DO THIS => For this exercise, repeat all of the material verbatim apart from its images.

== SOURCE DATA

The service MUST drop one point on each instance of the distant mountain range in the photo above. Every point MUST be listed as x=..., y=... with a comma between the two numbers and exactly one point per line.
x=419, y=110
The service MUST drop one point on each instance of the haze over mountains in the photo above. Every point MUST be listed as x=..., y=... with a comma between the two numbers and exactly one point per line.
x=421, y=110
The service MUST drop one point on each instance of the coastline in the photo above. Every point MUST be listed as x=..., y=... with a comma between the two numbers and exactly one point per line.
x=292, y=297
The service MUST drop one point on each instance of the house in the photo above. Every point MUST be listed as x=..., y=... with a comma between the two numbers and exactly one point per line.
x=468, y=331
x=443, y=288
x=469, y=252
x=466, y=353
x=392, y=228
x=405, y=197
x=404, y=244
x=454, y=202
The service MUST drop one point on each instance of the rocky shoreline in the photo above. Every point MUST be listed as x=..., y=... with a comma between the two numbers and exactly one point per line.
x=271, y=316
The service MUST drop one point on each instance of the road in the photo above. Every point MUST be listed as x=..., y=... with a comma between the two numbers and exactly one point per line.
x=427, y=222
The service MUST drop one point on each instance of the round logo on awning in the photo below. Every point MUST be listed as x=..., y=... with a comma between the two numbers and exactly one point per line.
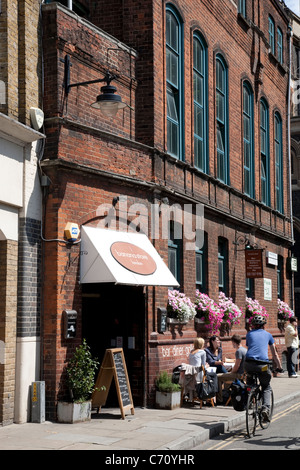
x=133, y=258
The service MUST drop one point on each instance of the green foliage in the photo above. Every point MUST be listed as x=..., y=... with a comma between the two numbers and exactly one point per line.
x=164, y=383
x=81, y=373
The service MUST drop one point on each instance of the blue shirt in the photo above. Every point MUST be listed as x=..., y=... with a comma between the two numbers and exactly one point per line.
x=258, y=342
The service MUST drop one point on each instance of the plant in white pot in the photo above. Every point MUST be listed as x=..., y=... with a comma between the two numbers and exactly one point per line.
x=81, y=382
x=168, y=394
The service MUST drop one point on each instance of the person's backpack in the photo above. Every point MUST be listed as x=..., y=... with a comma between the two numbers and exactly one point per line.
x=209, y=387
x=238, y=393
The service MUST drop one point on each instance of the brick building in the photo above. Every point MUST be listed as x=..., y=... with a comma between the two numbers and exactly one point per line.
x=206, y=86
x=295, y=150
x=20, y=208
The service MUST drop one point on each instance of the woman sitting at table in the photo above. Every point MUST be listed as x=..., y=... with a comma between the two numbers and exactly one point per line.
x=214, y=355
x=197, y=357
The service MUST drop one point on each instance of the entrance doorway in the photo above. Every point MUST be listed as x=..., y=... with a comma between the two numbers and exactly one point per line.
x=113, y=316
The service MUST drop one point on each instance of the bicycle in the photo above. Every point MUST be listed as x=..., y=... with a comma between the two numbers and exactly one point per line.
x=254, y=407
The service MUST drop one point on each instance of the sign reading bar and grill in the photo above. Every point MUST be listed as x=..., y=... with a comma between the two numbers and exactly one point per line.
x=254, y=263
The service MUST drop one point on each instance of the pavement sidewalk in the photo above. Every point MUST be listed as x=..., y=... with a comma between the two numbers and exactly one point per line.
x=147, y=429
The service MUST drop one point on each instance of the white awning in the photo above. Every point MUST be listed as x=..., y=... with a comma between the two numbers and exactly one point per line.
x=121, y=258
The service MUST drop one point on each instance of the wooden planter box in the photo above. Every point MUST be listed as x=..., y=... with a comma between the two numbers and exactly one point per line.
x=168, y=400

====

THE RESPONSE =>
The service MUST drop one point on each instance of the distant mountain range in the photo above. Every point MUST be listed as x=..., y=... with a comma between the two numbers and exactly one point per line.
x=419, y=110
The service MUST drop one point on each instance of the haze over mountains in the photo above. Every point MUST be listed as x=..., y=... with a comma between the two numbers and exactly one point per line.
x=421, y=110
The service MUST drop one point on each instance of the coastline in the photo above. Every point MUST be listed as x=..., y=... with a comma between the two numbers and exactly one point per line.
x=292, y=297
The service MUST drop one point on each instance of the house in the photo above. Every point MUST be listed as x=..., y=... with a comma between the two numbers and exactly one point per line.
x=468, y=331
x=443, y=288
x=469, y=252
x=466, y=353
x=392, y=228
x=405, y=197
x=404, y=244
x=454, y=202
The service MUST drop one point on each instance of the rocky shoreline in the photo above. Every point MUST be listed as x=..., y=... with a comma between the two numbers and exactly one point per line.
x=271, y=316
The service MUST drop one point on each instance of the road in the photo above. Every point MUST be listed as x=..., y=... with a comma between the two numbers and exactly one point per line.
x=427, y=222
The service MUST drop one point on each instance of the round logo on awning in the photo below. Every point MUST be listed as x=..., y=... with a comma between the two numbers and exactly one point per line.
x=133, y=258
The service MUST drop one point on each instance of the green foliage in the photo above. Every point MUST be listed as x=..., y=... with a comma between the two numbers and exactly one point per line.
x=164, y=383
x=81, y=373
The service MUST drop one point on each instance of the blue shirt in the photo above. Every point MUST be listed as x=..., y=... with a comma between the two numbers and exactly one point per line.
x=258, y=342
The service MUST drop one point on each instance of the plant in white pot in the photo above. Every point MUST be listed as x=..., y=... with a comma between the two numbers and exactly one point per line.
x=81, y=382
x=168, y=394
The service MUST drop one point on each instance of the person's backpack in the photo above. Every point MUST be listed as x=..., y=... with a comma between the two numbers and exactly one point per line.
x=209, y=387
x=238, y=393
The service MUST drop one point on each instance of the brick building in the photo above. Every point MUST be listed as x=..., y=... with a comma between the two numbers and exactly one point per line.
x=206, y=86
x=295, y=150
x=20, y=208
The service MUST drop one point on each instance of the woman sitting at table in the photo above. Every point MUST be listed as x=..., y=... with a comma between the two numbers and exactly one point per line.
x=214, y=355
x=197, y=357
The service MUST drop one point on each instance of the entrance doorway in the photo above. Every point MUST be listed as x=..., y=... with a comma between the two numbers and exactly one point per line.
x=113, y=316
The service MUST drop one point on each instance of the bicycle in the photo above. Every point MUST be listed as x=..., y=... with a comma between the two numbers and exactly one point per line.
x=254, y=407
The service MUST drop one point on each instance of the sign reading bar and grill in the photo above. Every point MUST be listed as x=..., y=... with a comma between the two numbers and exactly one point per line.
x=254, y=263
The service MUST drop one point on each instance of the pavement sidewalk in the photo above. Every point MUST be listed as x=..., y=... with a comma between the two numbers and exactly one point per line.
x=147, y=429
The service MUST drop one point on each instance of the white awning in the photo above. Every point MUST be listed as x=..., y=... with a comma between the two numbers and exactly one point per line.
x=121, y=258
The service MUST drop one point on each instance of the wooden planter box in the photo above. Every point MUST be listed as x=..., y=... with a comma between the two numbers and exactly one point per line.
x=168, y=400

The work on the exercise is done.